__What the exercise asks__.
Render each line of the listing below as one string in a JSON list, skipping blank lines and leaving out the pictures.

Dataset listing
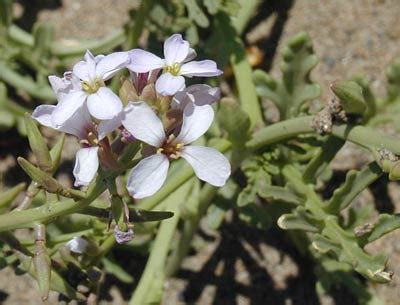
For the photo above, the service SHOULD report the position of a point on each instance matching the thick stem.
(189, 229)
(14, 79)
(360, 135)
(152, 280)
(180, 178)
(241, 67)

__Written response__.
[
  "For the photo above, the service SHOULD report the position of a point on each instance matching the thick stem.",
  "(189, 229)",
  "(14, 79)",
  "(360, 135)",
  "(152, 280)",
  "(180, 178)",
  "(241, 67)"
]